## Exercise aim
Can you write out again every line, starting with the one that contains "Where can the shrub" and going on through the last line below, shifting each answer coordinate by adding 143 to both of its numbers and leaving all other text and numbers unchanged?

═══ Record extracts

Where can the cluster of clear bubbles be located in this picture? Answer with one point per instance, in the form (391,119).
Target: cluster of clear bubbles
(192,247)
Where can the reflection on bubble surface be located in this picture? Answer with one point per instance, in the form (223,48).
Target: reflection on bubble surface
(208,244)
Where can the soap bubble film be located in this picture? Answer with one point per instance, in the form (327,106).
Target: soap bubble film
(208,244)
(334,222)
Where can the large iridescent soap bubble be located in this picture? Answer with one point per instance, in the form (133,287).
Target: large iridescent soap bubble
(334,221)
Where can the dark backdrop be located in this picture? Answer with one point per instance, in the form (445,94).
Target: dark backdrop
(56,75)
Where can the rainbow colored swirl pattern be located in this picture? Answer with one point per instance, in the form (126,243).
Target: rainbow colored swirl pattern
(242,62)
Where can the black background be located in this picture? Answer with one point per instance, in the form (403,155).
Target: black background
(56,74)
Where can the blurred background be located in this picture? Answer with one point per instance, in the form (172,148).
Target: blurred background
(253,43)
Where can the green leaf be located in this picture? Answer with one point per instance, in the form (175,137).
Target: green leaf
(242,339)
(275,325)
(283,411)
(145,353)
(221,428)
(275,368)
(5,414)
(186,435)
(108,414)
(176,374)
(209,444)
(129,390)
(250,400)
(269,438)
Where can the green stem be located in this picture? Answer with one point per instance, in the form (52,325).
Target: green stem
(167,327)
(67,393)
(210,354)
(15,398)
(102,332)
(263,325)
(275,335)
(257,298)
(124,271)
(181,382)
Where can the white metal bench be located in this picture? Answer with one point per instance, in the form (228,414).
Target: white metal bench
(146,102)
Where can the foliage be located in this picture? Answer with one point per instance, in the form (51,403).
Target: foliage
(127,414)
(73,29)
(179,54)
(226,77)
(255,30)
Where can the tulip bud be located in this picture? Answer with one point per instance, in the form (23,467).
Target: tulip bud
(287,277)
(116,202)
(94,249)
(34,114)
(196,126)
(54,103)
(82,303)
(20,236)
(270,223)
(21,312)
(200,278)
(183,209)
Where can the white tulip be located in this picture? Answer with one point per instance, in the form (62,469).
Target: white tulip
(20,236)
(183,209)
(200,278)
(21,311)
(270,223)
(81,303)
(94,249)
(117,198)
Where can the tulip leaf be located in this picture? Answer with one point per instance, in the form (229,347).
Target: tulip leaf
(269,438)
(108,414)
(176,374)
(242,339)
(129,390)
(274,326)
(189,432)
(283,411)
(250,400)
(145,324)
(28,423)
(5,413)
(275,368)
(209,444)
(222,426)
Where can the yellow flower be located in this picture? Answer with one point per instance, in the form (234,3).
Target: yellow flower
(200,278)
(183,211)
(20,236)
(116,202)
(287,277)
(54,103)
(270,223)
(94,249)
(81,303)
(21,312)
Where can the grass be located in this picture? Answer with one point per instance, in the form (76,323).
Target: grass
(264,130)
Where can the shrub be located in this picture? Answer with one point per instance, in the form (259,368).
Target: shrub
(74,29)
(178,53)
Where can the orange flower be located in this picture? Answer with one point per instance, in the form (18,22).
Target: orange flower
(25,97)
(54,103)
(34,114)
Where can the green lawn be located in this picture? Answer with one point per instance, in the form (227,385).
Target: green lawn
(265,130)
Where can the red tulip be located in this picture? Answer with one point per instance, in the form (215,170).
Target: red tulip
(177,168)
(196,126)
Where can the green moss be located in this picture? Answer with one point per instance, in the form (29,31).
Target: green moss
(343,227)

══════

## Task result
Where can the shrub be located in this picture? Answer with one point per instance, in the form (259,368).
Target: shrub
(217,172)
(321,196)
Where can the orange flower be located in this picture? Answer with one point per instance, in the form (18,22).
Target: orange flower
(168,240)
(197,246)
(177,257)
Where can the green lawn be located in this picture? Answer with one point per instance, in the form (227,385).
Target: green lawn
(408,273)
Where can the red tulip be located in this picture? Answer with one point per instance, in the form (215,170).
Target: red tulip
(320,311)
(339,269)
Where can the green moss be located in this picture? Answer with one point per instance, in the form (29,31).
Target: green moss
(486,370)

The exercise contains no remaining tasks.